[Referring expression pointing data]
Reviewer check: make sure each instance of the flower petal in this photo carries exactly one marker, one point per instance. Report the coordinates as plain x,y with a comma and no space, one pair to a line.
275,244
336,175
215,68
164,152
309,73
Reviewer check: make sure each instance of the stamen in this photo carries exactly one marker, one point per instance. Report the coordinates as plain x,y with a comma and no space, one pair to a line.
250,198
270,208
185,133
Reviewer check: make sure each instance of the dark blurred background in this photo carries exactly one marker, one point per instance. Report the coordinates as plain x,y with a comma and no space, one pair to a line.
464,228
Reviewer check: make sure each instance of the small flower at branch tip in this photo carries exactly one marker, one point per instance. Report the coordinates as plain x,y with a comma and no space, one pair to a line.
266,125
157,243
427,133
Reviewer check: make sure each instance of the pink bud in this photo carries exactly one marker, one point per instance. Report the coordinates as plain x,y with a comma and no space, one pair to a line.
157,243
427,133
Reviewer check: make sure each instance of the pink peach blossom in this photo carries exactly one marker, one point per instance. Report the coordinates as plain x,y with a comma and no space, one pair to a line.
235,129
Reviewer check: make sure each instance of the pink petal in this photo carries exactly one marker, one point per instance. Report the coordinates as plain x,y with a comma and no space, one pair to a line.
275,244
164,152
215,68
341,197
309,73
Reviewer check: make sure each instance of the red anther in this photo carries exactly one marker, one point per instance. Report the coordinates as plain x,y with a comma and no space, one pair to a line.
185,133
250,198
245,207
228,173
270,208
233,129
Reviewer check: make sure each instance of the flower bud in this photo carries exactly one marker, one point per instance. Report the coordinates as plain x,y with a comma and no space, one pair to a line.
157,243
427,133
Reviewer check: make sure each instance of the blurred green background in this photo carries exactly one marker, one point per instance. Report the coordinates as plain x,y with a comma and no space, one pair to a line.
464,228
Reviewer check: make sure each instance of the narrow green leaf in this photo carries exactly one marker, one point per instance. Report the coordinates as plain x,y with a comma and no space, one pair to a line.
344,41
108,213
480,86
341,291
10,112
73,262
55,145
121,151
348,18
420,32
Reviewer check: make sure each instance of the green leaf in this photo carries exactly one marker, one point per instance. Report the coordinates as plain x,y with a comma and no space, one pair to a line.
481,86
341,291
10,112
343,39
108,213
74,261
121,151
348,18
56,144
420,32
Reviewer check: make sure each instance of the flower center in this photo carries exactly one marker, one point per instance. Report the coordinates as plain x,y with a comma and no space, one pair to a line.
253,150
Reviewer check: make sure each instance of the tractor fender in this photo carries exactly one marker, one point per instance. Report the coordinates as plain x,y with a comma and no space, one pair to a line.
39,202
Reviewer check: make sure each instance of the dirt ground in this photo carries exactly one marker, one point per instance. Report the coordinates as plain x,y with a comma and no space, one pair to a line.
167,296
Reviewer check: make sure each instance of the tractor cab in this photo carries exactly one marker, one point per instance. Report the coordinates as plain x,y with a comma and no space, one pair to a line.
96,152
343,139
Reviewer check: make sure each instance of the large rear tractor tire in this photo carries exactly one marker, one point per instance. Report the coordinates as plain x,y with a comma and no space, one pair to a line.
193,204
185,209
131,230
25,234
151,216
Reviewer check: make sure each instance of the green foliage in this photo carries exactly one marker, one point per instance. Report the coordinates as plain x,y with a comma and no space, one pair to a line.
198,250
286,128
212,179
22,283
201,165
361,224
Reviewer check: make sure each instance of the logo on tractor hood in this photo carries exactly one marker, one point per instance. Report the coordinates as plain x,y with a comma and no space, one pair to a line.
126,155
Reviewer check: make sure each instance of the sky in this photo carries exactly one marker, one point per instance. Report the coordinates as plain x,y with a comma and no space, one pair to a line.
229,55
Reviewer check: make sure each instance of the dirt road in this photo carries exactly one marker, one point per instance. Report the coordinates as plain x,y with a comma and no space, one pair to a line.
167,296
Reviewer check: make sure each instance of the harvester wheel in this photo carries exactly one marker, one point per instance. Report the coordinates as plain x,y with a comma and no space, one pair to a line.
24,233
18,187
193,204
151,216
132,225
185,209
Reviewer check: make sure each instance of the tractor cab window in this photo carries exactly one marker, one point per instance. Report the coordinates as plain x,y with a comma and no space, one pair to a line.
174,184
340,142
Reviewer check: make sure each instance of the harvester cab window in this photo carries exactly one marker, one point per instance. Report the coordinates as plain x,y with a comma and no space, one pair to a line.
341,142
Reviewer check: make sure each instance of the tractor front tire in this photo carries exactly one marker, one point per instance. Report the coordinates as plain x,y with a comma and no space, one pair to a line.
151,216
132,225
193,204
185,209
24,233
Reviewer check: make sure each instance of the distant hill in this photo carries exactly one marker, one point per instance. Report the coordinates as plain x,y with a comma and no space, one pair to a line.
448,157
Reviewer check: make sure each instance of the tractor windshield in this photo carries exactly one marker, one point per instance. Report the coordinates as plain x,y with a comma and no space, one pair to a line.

**Required work:** Write the records out in full, exactly as they read above.

**Solved exercise:**
Reviewer check: make sure each instance of the flower petal in this photo carries exactly one marker, one point per instance. Report the coordinates as plain x,y with a comma and no space, one pair to a line.
275,244
336,175
215,68
164,152
309,73
Reviewer check: make sure each instance of the stamen in this photo carries exactly one marker, one point per instance. Report the coordinates as plain x,y with a comma and no space, one pair to a line.
250,198
270,208
185,133
Reviewer check: make sure each instance of the dark blurred background in this photo carries exactly one marker, one point per instance. Report the coordinates as plain x,y with a comma and no space, one pair to a line.
464,228
Reviewer check: make sure each instance of the small flower at branch tip in this photo carries exactly one marker, one point per instance. Report the coordinates as plain x,y with a comma and no space, one pair to a line.
266,125
157,243
427,133
Reviewer check: make sure each instance of the pink bud in this photo carries exactly one marker, one point per instance. Report the coordinates as plain x,y with a comma and no space, one pair to a line.
157,243
427,133
Reviewer check: make sure each instance of the pink peach blossom in this photo carries exactly one marker, one point per instance. Report the coordinates as plain x,y with a comma and no space, one pair to a line.
235,129
Reviewer check: make sure each instance of the pink petal in this photo carries exactly one marker, one point per instance. Report the coordinates as plain x,y with a comma and no space, one pair to a line.
275,244
164,152
215,68
341,197
309,73
Reviewer check: make sure each instance of the red anther in this photo carries exactly one marker, one point per instance. Report the coordinates as plain x,y with a comma and no space, one pair to a line.
185,133
250,198
245,207
228,173
270,208
233,129
Reviewer check: make sure each instance of the flower bud in this photo carries exactly one marker, one point per instance. Report the coordinates as plain x,y with a comma and no space, one pair to a line.
157,243
427,133
Reviewer check: make sure each instance of the blurred green background in this photo carries exactly one marker, one point per instance. Report the coordinates as plain x,y with a comma and no space, one pair to a line.
464,228
Reviewer check: make sure each instance of the narrow green leaf in this photo carries exactly one marker, one point per instance. Report the coordinates as plain x,y with a comma and no space, one pair to a line.
344,41
108,213
480,86
341,291
10,112
73,262
55,145
121,151
348,18
420,32
Reviewer check: make sure each instance of the green leaf in this photo carries exactly one marker, one point per instance. Report the coordinates as plain x,y with a comma and no space, one pair to a line.
481,86
341,291
10,112
343,39
108,213
74,261
121,151
348,18
56,144
420,32
Reviewer check: make sure each instance of the flower center in this photo carries exactly one marker, one point per instance. Report the coordinates as plain x,y with a comma and no space, one pair to a line.
253,150
Reviewer check: make sure each instance of the tractor fender in this photo carries exactly one marker, one point per instance. Report the coordinates as plain x,y with a comma and no space, one pair to a line.
39,202
Reviewer check: make sure each instance of the dirt ground in this photo carries exactly one marker, one point per instance. Report the coordinates as plain x,y with a comma and no space, one pair to a line.
167,296
Reviewer check: make sure each instance of the tractor cab in this photo carries exactly one marker, one point per instance. Report the coordinates as plain x,y with a comma and no space, one pair to a line.
96,152
343,139
Reviewer check: make sure each instance of the large rear tractor tire in this photo carries exactly one marker, one point per instance. Report the coordinates as plain x,y with a comma and no space, one pair to a line.
193,204
185,209
131,230
25,234
151,216
Reviewer check: make sure each instance of the green foliage in this photo carries exactly one marker, one point per instance. Report the coordinates as plain x,y with a comma and no space, one pair to a line.
198,250
286,128
212,179
22,283
201,165
361,224
Reviewer check: make sure each instance of the logo on tractor hood in this photo carries exactly one marker, one point per instance. Report the coordinates as plain x,y with a comma and no space, one pair to a line.
126,155
Reviewer check: make sure each instance of the sky in this photo carries exactly one marker, one point per instance. Report the coordinates as plain x,y with a comma and no space, one pair to a line.
229,55
Reviewer check: make sure each instance of the dirt road in this photo carries exactly one marker, one point per instance. Report the coordinates as plain x,y with a comma and no space, one pair to a line.
167,296
Reviewer check: make sure each instance of the harvester wheel in this photo carries exactly one marker, one point per instance. Report the coordinates as plain x,y with a comma and no space, one pair to a line.
24,233
18,187
193,204
151,216
132,225
185,209
Reviewer check: make sure each instance of the tractor cab window in this photo carries exactly one marker, one point per instance. Report the coordinates as plain x,y with a comma and no space, one pair to a line.
174,184
340,142
Reviewer check: make sure each instance of the harvester cab window in this photo carries exactly one marker, one point per instance. Report the coordinates as plain x,y with a comma and no space, one pair to a line.
341,142
Reviewer check: make sure each instance of the tractor front tire in this photo carries exactly one marker, one point per instance. Report the coordinates as plain x,y with a comma and no space, one pair to a line.
151,216
132,225
193,204
185,209
24,233
Reviewer check: make sure each instance of the distant hill in this photo carries exactly one marker, one point per instance. Report the coordinates as plain x,y with a comma and no space, one pair to a line.
448,157
Reviewer check: make sure each instance of the tractor windshield in this photo carries exactly one marker, one point per instance. Report the coordinates as plain x,y with a comma and no space, one pair to a line.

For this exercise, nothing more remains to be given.